— EXERCISE DESCRIPTION —
Copy all of the data below word for word, leaving out the pictures.

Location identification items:
************

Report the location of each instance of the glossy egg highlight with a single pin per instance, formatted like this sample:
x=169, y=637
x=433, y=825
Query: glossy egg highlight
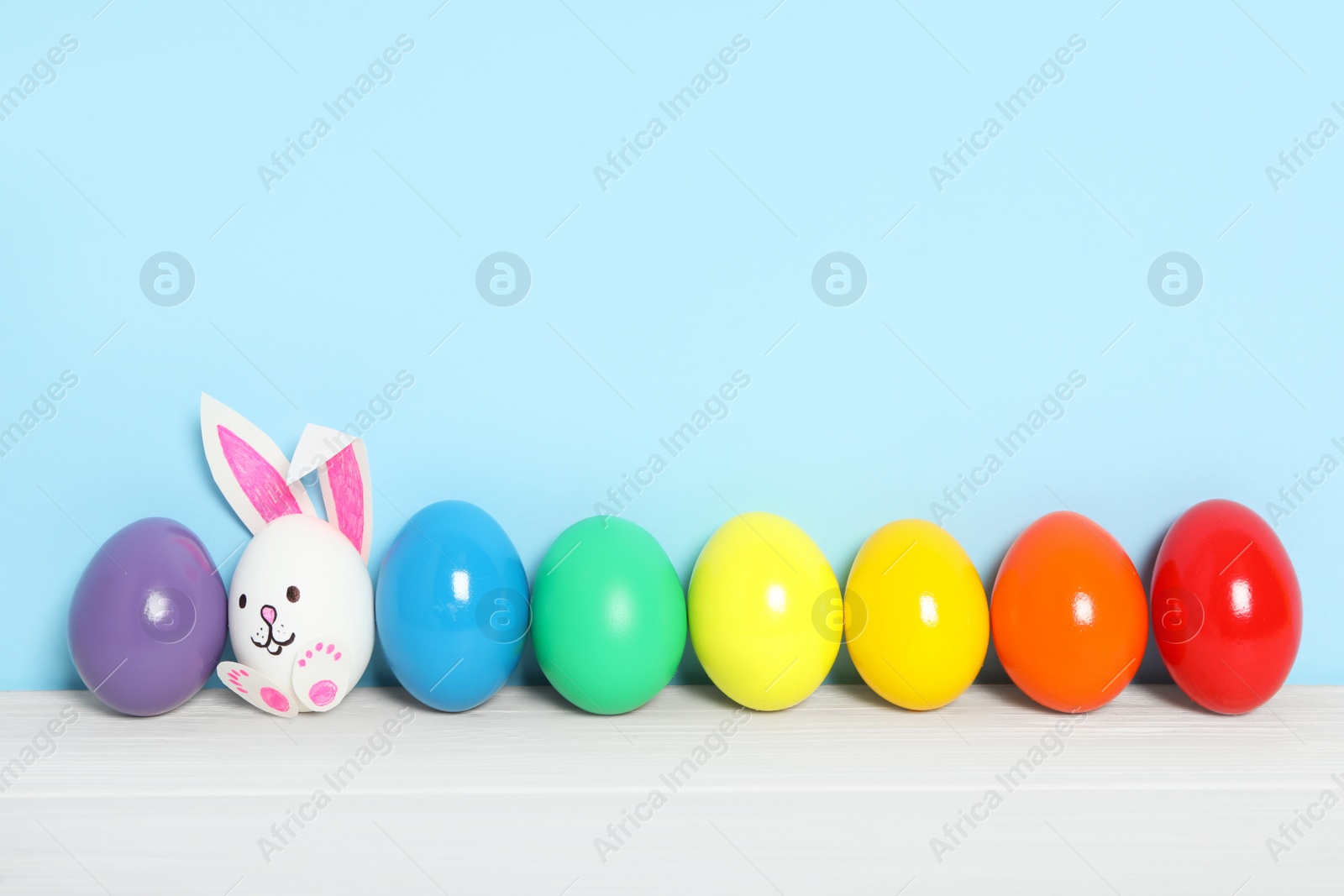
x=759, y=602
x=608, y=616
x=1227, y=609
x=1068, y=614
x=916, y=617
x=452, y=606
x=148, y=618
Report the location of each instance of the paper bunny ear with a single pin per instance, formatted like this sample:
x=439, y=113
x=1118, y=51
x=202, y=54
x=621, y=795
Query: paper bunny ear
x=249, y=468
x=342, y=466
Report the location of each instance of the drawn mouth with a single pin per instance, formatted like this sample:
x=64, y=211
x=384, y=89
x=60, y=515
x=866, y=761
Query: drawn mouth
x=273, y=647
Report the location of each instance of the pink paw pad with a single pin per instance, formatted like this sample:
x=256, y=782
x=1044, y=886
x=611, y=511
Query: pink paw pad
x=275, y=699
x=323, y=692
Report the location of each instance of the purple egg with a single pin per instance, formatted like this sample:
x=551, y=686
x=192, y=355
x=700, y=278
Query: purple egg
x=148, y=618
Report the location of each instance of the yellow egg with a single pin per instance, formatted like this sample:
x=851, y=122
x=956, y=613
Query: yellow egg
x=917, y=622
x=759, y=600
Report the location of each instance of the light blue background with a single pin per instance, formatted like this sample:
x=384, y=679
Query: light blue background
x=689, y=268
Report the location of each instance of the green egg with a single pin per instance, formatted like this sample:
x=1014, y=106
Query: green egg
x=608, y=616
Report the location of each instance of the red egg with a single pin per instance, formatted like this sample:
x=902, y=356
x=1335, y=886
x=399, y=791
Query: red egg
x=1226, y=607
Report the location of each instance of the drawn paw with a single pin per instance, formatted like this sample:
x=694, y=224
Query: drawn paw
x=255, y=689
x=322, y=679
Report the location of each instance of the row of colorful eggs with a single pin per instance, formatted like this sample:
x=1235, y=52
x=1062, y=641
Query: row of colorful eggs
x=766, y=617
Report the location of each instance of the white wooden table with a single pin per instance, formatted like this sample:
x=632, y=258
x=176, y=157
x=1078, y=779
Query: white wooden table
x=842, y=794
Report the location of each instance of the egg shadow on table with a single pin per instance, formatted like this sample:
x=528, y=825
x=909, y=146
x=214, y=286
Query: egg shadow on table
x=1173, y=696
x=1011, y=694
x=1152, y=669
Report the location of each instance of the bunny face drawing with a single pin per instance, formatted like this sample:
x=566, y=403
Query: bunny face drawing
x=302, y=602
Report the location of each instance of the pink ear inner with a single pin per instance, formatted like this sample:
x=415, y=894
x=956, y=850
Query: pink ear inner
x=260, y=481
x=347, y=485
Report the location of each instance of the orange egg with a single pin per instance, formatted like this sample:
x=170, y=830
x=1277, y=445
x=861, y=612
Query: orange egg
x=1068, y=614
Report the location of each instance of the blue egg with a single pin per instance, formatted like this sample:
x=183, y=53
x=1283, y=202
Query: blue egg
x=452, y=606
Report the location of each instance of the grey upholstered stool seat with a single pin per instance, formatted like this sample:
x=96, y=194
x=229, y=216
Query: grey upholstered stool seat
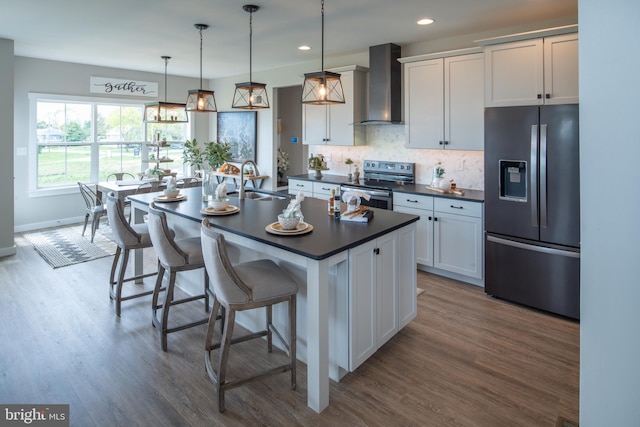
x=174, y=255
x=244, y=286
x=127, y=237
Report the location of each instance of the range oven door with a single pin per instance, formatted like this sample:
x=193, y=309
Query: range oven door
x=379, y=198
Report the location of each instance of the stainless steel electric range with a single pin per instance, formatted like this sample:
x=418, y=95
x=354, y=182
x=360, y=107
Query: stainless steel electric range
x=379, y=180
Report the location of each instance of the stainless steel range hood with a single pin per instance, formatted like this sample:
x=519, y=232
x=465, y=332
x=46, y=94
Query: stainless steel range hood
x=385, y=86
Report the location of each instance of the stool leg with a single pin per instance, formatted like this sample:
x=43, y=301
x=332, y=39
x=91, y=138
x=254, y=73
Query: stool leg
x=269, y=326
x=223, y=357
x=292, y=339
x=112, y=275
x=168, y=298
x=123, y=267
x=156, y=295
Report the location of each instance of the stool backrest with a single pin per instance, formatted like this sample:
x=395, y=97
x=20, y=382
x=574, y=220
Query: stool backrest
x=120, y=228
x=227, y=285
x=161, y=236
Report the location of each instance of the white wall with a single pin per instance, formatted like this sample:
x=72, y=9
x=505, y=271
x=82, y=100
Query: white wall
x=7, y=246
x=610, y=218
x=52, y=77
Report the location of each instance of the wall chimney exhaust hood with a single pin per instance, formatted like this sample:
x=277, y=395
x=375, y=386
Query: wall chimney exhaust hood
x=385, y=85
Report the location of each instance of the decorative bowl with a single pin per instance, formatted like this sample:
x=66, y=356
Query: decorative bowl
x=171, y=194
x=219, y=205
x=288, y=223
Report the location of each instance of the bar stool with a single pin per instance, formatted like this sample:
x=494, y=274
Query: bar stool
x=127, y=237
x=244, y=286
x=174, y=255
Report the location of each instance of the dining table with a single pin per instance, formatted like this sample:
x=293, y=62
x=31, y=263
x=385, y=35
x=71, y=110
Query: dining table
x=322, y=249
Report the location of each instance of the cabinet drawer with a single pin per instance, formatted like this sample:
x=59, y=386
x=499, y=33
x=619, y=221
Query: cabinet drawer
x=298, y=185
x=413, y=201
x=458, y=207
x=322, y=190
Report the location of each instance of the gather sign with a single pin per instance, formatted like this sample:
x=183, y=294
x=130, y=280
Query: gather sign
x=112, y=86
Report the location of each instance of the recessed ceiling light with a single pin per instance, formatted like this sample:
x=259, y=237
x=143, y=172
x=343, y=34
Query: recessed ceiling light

************

— SOLUTION TO THIS PROBLEM —
Report the location of each instance of the glossy egg highlight with a single pin per instance, formatted like this sample:
x=169, y=637
x=433, y=825
Query: glossy egg highlight
x=759, y=602
x=608, y=616
x=1227, y=609
x=1068, y=614
x=916, y=617
x=452, y=606
x=148, y=618
Report the location of each instance of the paper bunny ear with a single pin per instance, formatted like this sample:
x=439, y=113
x=1118, y=51
x=202, y=54
x=621, y=795
Query: paper bunny ear
x=249, y=468
x=342, y=466
Report the location of each instance of the drawn mouth with a single pin per instance, formatted like this sample:
x=64, y=211
x=384, y=89
x=60, y=515
x=866, y=761
Query: drawn mouth
x=273, y=647
Report the location of each instance of the pink paw pad with a single pin per instance, formatted like this sample:
x=256, y=782
x=1044, y=886
x=611, y=511
Query: pink paw pad
x=275, y=699
x=323, y=692
Report the location of each instance of the purple egg with a single pin per instance, formatted like this sample:
x=551, y=686
x=192, y=355
x=700, y=278
Query: purple egg
x=148, y=618
Report the location of each instance of the yellow egg with a single pin per instance, formatted like this sample:
x=851, y=122
x=956, y=613
Query: yellow egg
x=917, y=622
x=759, y=600
Report the location of each instance of the light blue background with a single pin per instance, formatted like this sample:
x=384, y=679
Query: light blue background
x=689, y=268
Report the location of each instance of the green egg with a single pin per instance, formatted like this sample:
x=1014, y=106
Query: green egg
x=608, y=616
Report the location of each instance of the red egg with a single pin per instance, formatted like this sample:
x=902, y=356
x=1335, y=886
x=399, y=791
Query: red egg
x=1226, y=607
Report the location of each instance of the drawn paw with a single pin per instance, formatted like this sample:
x=694, y=224
Query: drawn paw
x=255, y=689
x=322, y=679
Report the location of each instance of the row of colorful eggs with a single pin per instance, formatted like this sample:
x=1235, y=52
x=1062, y=641
Query: row of colorful eggs
x=766, y=617
Report the location of each instance of the white wooden table with a single pin per instance, formatted like this sample:
x=632, y=258
x=176, y=157
x=1078, y=779
Query: white wooden table
x=842, y=794
Report the location of each instance of the egg shadow on table with a single pin per instance, formatted like this sample:
x=528, y=825
x=909, y=146
x=214, y=286
Query: egg shadow on table
x=1173, y=696
x=1011, y=694
x=1152, y=669
Report the location of each instance of the bunny face drawing with a single pin per instance, formatted like this sample:
x=566, y=403
Query: bunny face drawing
x=302, y=602
Report the location of each instance of the pink ear inner with a single pin per instance, formatted like this sample:
x=415, y=894
x=956, y=850
Query: pink ear inner
x=260, y=481
x=347, y=485
Report the location of each instance of the orange egg with a single pin per instance, formatted like this sample:
x=170, y=830
x=1277, y=445
x=861, y=612
Query: orange egg
x=1068, y=614
Report the location of each instance of the blue egg with a single pin per instance, formatted like this sample:
x=183, y=53
x=1283, y=202
Query: blue egg
x=452, y=606
Report the location of each instance of the grey upholstered stool seat with a single pin per instance, formatted like this sample:
x=96, y=194
x=229, y=216
Query: grey upholstered stool seat
x=174, y=255
x=244, y=286
x=127, y=237
Report the location of each instance of the range oven door with a single pin per instance, formatted like this sample:
x=193, y=309
Query: range oven door
x=379, y=198
Report the location of each instance of the stainless steel electric range with a single pin per instance, formatted like this sample:
x=418, y=95
x=354, y=182
x=360, y=107
Query: stainless steel electric range
x=379, y=180
Report the location of each instance of the stainless steel range hood with a single pin per instance, formatted like this sample:
x=519, y=232
x=465, y=332
x=46, y=94
Query: stainless steel range hood
x=385, y=86
Report the location of each instance of the stool leg with a single pin per instance, formatted like this sample:
x=43, y=301
x=332, y=39
x=91, y=138
x=254, y=73
Query: stool leg
x=269, y=326
x=223, y=357
x=292, y=339
x=112, y=275
x=168, y=298
x=123, y=267
x=156, y=295
Report the location of each instance of the stool backrest with a single pin per instance, formatted like this sample:
x=395, y=97
x=20, y=382
x=574, y=220
Query: stool backrest
x=120, y=228
x=227, y=285
x=161, y=236
Report the location of each instance of the white wall with a single pin per instance, formatted like this sample:
x=72, y=9
x=505, y=271
x=82, y=100
Query: white wall
x=7, y=246
x=610, y=218
x=52, y=77
Report the location of each instance of the wall chimney exhaust hood with a single pin per instance, formatted like this sample:
x=277, y=395
x=375, y=386
Query: wall chimney exhaust hood
x=385, y=85
Report the location of each instance of the decorative bowl with a single pin per instance, formatted like this sample:
x=66, y=356
Query: decorative bowl
x=171, y=194
x=219, y=205
x=288, y=223
Report the location of each instance of the bar stool with a single pin per instance, formatted like this sample:
x=494, y=274
Query: bar stool
x=127, y=237
x=244, y=286
x=174, y=255
Report the location of each instance of the dining table with a single pin per instance, formatted like this sample:
x=293, y=62
x=31, y=263
x=385, y=35
x=71, y=110
Query: dining table
x=322, y=249
Report the location of each instance of the cabinet drawer with a single pin per instance, formatted like this sample:
x=59, y=386
x=499, y=33
x=619, y=221
Query: cabinet drawer
x=298, y=185
x=413, y=201
x=458, y=207
x=322, y=190
Report the location of each instance of the gather sign with a single pin per instance, formatted like this sample:
x=183, y=294
x=130, y=280
Query: gather sign
x=112, y=86
Report the location of each instance of the recessed ceiling light with a single pin per instance, formatted like this sample:
x=259, y=237
x=143, y=172
x=343, y=34
Query: recessed ceiling light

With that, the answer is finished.